• **Challenge a**: Output the part of the text on industrial exhibitions that opens with the words containing "When we are" and closes with "carnage and destruction.", copied exactly.

• **Text extract**:
§ §
INDUSTRIAL EXHIBITIONS.

IT is unfortunate for the working-men
that their International Industrial
Exhibition at Islington should be contemporaneous
with the terrible war which has
broken out on the Continent. This is one
among the minor evils which spring from
war; the graver national miseries we do
not touch upon here. There might have
been more articles sent from the
Continent for exhibition if peace and industry
had continued to rule, and thereby more
facilities afforded for instituting comparison
between English handicraft and that
of foreign countries. Then, again, a period
of war excitement is not conducive to the
success of an exhibition in a financial sense.
When we are tempted by several editions
of the newspapers every day, each ushered
in by startling placards relating to the
scenes of war and the intrigues of diplomacy,
we are scarcely in the mood to
ramble quietly among objects of peaceful
industry, and to judge dispassionately of
the comparative merits of the various
articles displayed. Nay, the very word
international becomes distorted at such a
time; seeing that we cannot fail to be
indignant against some (at least) of the
nations which have plunged Europe into
the horrors of carnage and destruction.
§ §
• **Record set**:
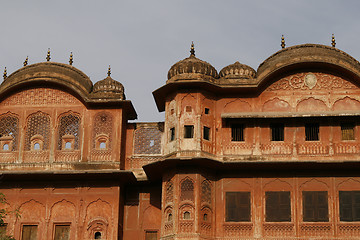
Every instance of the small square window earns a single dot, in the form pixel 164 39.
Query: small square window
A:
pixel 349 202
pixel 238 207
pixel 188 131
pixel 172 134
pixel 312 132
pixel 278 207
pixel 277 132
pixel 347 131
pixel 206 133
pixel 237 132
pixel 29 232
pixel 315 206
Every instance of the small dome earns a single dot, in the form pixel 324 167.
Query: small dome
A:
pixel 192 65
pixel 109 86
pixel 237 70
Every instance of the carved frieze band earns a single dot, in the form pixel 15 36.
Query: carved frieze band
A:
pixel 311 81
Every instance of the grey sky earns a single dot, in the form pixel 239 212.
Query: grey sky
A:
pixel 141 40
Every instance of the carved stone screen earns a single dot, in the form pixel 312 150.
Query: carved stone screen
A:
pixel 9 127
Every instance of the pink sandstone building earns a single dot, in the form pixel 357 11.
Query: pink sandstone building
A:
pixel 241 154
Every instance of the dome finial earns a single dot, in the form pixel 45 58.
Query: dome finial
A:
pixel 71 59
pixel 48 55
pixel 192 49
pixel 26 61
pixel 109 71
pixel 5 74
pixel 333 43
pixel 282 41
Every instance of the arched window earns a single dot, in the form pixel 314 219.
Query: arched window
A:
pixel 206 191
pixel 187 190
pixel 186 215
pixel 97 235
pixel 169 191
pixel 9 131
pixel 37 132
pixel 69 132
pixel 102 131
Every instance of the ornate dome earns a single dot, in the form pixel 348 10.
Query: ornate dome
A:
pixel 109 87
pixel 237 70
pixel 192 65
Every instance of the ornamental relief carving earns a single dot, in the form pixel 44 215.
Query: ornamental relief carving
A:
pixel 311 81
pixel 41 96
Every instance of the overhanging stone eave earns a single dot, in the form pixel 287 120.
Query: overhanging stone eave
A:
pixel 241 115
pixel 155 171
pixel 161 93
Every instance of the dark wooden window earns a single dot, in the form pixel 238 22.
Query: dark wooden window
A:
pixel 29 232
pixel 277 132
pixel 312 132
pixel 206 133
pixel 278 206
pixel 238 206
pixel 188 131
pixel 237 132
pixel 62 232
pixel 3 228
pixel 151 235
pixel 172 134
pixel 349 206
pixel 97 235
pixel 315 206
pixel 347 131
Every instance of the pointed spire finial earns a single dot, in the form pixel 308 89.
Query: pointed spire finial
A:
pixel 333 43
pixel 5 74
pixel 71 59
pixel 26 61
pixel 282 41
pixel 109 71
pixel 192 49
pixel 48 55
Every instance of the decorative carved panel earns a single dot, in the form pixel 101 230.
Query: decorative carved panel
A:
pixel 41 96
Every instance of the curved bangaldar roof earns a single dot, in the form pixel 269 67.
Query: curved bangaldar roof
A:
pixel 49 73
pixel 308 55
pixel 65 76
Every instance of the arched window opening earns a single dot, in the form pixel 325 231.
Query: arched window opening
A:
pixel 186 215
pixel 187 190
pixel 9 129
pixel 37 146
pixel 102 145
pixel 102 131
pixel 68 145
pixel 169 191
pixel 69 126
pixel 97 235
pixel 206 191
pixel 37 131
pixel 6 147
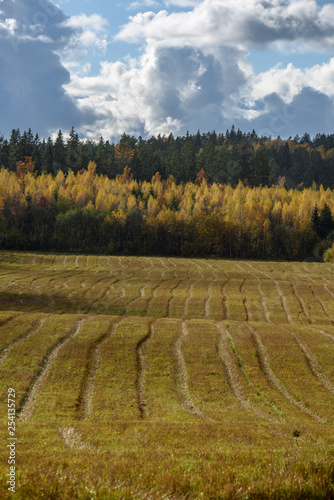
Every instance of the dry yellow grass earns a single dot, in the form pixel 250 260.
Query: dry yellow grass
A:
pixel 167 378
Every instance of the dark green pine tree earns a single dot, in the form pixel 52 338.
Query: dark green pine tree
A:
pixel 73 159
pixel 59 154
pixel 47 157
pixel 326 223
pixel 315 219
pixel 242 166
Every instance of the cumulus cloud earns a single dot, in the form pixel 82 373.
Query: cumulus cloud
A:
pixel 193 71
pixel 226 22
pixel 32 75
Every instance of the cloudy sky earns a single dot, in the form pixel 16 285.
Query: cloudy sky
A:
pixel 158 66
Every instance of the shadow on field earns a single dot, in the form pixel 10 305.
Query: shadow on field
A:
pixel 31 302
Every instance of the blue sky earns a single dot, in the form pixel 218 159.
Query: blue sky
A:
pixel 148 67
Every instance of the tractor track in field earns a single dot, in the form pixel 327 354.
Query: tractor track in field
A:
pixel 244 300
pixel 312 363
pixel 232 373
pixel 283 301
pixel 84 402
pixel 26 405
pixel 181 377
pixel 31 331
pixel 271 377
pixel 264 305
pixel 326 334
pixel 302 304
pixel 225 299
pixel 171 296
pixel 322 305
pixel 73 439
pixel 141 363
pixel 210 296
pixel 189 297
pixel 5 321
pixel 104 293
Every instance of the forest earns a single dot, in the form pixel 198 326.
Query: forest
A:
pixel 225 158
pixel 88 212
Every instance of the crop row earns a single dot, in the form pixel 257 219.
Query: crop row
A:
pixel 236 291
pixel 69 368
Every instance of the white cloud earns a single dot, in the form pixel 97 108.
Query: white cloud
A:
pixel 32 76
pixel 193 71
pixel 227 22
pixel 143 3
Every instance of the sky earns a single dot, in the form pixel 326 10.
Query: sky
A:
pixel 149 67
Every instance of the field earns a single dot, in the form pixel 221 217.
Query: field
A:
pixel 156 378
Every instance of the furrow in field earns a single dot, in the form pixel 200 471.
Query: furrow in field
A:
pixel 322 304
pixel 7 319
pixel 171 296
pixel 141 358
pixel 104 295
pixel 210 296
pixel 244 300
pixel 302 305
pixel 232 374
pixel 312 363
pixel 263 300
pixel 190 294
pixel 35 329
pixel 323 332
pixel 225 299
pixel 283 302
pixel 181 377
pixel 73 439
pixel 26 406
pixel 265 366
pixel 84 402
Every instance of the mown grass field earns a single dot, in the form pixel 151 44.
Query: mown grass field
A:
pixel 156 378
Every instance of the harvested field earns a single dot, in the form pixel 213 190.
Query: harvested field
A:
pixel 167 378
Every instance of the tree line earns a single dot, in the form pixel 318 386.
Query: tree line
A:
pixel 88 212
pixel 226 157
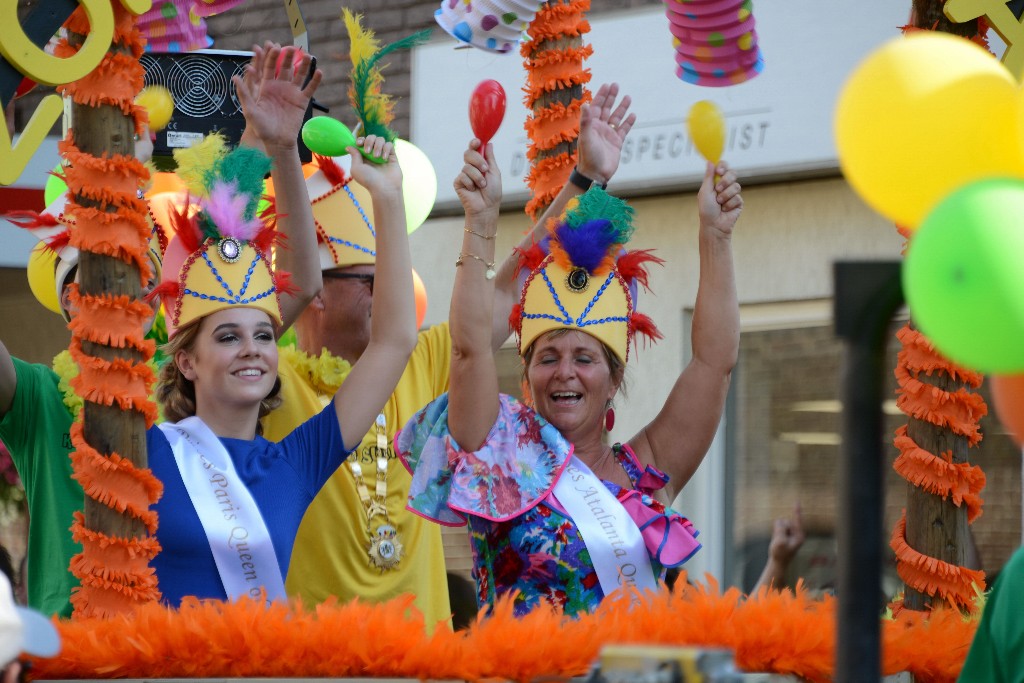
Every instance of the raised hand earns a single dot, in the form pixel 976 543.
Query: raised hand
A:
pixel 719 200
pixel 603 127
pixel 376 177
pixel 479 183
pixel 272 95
§ §
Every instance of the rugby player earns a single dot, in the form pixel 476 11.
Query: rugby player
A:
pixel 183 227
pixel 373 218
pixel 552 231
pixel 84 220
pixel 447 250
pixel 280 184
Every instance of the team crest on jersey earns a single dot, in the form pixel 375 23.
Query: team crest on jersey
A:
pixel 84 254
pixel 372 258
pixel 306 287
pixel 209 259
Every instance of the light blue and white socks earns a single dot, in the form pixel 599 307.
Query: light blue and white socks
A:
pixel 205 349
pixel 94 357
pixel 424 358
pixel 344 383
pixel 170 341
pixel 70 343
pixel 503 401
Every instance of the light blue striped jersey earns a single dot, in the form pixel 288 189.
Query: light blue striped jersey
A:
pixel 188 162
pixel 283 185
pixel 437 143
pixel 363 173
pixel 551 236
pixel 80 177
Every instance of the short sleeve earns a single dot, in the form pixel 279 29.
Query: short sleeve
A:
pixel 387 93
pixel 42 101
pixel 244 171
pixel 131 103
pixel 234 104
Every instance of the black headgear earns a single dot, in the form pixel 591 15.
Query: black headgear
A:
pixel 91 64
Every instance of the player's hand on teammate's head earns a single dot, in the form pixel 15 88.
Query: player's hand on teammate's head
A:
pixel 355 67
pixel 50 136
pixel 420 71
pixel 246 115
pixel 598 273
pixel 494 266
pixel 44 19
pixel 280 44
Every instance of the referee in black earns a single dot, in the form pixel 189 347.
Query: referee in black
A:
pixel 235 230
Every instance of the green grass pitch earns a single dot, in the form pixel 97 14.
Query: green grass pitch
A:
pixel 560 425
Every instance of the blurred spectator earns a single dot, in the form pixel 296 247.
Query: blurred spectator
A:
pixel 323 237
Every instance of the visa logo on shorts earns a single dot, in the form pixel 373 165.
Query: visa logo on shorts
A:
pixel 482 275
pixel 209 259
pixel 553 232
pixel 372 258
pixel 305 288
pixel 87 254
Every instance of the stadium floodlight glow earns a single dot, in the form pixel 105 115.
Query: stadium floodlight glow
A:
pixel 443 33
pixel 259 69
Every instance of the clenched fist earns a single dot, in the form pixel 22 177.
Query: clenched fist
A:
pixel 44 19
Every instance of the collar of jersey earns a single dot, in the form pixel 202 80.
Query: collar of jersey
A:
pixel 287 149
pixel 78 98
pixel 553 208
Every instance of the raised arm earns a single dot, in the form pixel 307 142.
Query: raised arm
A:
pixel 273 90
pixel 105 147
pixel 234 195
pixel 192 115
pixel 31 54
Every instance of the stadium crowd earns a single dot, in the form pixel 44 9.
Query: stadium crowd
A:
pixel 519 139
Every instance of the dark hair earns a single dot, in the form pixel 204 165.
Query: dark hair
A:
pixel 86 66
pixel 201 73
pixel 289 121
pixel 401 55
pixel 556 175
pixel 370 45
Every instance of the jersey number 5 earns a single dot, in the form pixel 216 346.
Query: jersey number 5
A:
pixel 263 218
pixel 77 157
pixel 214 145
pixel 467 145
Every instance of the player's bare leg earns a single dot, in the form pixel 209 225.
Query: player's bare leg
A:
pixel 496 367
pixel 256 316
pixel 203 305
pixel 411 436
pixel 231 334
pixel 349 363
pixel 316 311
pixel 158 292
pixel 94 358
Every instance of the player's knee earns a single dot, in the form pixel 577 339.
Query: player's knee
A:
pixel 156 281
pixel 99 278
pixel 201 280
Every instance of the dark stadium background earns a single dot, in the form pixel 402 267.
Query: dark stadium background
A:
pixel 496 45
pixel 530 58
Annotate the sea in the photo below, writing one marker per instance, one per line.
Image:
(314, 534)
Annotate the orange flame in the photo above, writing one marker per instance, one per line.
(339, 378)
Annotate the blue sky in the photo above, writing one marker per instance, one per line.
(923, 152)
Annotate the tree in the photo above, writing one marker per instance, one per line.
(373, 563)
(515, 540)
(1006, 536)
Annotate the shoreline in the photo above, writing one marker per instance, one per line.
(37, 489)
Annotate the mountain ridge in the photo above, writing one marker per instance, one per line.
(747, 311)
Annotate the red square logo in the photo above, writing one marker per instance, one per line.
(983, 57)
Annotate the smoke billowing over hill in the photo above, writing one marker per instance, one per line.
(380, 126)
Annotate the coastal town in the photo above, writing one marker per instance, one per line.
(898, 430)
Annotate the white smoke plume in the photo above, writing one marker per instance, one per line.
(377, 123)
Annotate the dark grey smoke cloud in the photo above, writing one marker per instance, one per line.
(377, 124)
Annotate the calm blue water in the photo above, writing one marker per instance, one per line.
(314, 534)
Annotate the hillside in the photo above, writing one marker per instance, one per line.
§ §
• **Challenge b**: Return, character for character, the part of the records that begins with the line containing "Every instance of the referee" and ends with the line containing "pixel 560 425", both of those lines included.

• **Written answer a**:
When we are tempted by several editions
of the newspapers every day, each ushered
in by startling placards relating to the
scenes of war and the intrigues of diplomacy,
we are scarcely in the mood to
ramble quietly among objects of peaceful
industry, and to judge dispassionately of
the comparative merits of the various
articles displayed. Nay, the very word
international becomes distorted at such a
time; seeing that we cannot fail to be
indignant against some (at least) of the
nations which have plunged Europe into
the horrors of carnage and destruction.

• **Written answer b**:
Every instance of the referee in black earns a single dot, in the form pixel 189 347.
Query: referee in black
A:
pixel 235 230
Every instance of the green grass pitch earns a single dot, in the form pixel 97 14.
Query: green grass pitch
A:
pixel 560 425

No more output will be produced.